Passage shown:
....

Zuckerberg acknowledged that AI is rapidly advancing and that we’re beginning to see “glimpses of AI systems improving themselves.” Superintelligence (a vague term that typically refers to AI that vastly surpasses human capabilities in virtually all domains, including scientific creativity, general wisdom, and social skills) is now “in sight,” he added, which begs what he called a big open question: What should we direct superintelligence toward?
While rival AI companies focus on scientific or economic breakthroughs, Zuckerberg explained, his vision is decidedly micro, aimed at the individual, not at society writ large. He wants to build a personalized AI that helps you “achieve your goals, create what you want to see in the world, be a better friend, and grow to become the person that you aspire to be.”
It’s a pitch that, unsurprisingly, aligns with what Meta has always built: consumer-facing experiences designed to keep people engaged—and sell more ads.
In Zuckerberg’s telling, AI won’t upend the social order or redefine civilization—it’ll accelerate existing trends. In looking at previous technological revolutions, such as the mechanization of agriculture, which allowed far fewer farmers to produce all the food the world needs, Zuckerberg said that “Most people have decided to use their newfound productivity to spend more time on creativity, culture, relationships, and just enjoying life. I expect superintelligence to accelerate this trend even more.”
To Zuckerberg, that means a future of AI-infused personal devices—specifically, augmented-reality glasses that can “see what we see, hear what we hear, and interact with us throughout the day.” Meta already makes a version of such glasses in conjunction with Ray Ban. The next phase of computing, in his view, isn’t about unlocking scientific frontiers—it’s about helping people connect, create, and wear Meta hardware.
This creates a striking disconnect. Zuckerberg has committed staggering resources to Meta’s superintelligence effort: a $14.3 billion deal with Scale AI to bring its founder, Alexandr Wang, to lead the initiative; hundreds of millions in offers to lure top researchers from OpenAI, Google, Apple, and Anthropic; and tens of billions more in annual infrastructure spending to power the massive data centers behind Meta’s AI push. The scale of the investment suggests world-changing ambition. The actual pitch—personal AI in smart glasses—doesn’t quite measure up. Shouldn’t Meta at least nod to, say, curing cancer?
To be fair, superintelligence is still such an abstract idea that even the grandest promises about helping humanity can sound hollow or amorphous. Still, don’t even the best-paid researchers need to be inspired by the mission?
However, one might hope a vision for superintelligence would go beyond personal empowerment towards broader societal good. It’s clear that Meta has the resources, and the will, to build the infrastructure for the future of AI and superintelligence. Whether it can build a meaningful reason for it remains an open question.

....

Assignment 1:
Answer these questions using the article on Zuckerberg's superintelligence vision.
(a) Which earlier technological revolution does Zuckerberg cite as an example?
(b) Meta already makes a version of AI-infused glasses together with which company?
(c) What was the dollar value of Meta's deal with Scale AI?
Assignment 2: Reproduce the part of the article on Zuckerberg's superintelligence vision between "This creates a" and "by the mission?", inclusive.

....

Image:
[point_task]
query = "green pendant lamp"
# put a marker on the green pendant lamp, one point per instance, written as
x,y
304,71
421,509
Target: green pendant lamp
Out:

....

Task response 1:
(a) The mechanization of agriculture.
(b) Ray Ban.
(c) $14.3 billion.

Task response 2:
This creates a striking disconnect. Zuckerberg has committed staggering resources to Meta’s superintelligence effort: a $14.3 billion deal with Scale AI to bring its founder, Alexandr Wang, to lead the initiative; hundreds of millions in offers to lure top researchers from OpenAI, Google, Apple, and Anthropic; and tens of billions more in annual infrastructure spending to power the massive data centers behind Meta’s AI push. The scale of the investment suggests world-changing ambition. The actual pitch—personal AI in smart glasses—doesn’t quite measure up. Shouldn’t Meta at least nod to, say, curing cancer?
To be fair, superintelligence is still such an abstract idea that even the grandest promises about helping humanity can sound hollow or amorphous. Still, don’t even the best-paid researchers need to be inspired by the mission?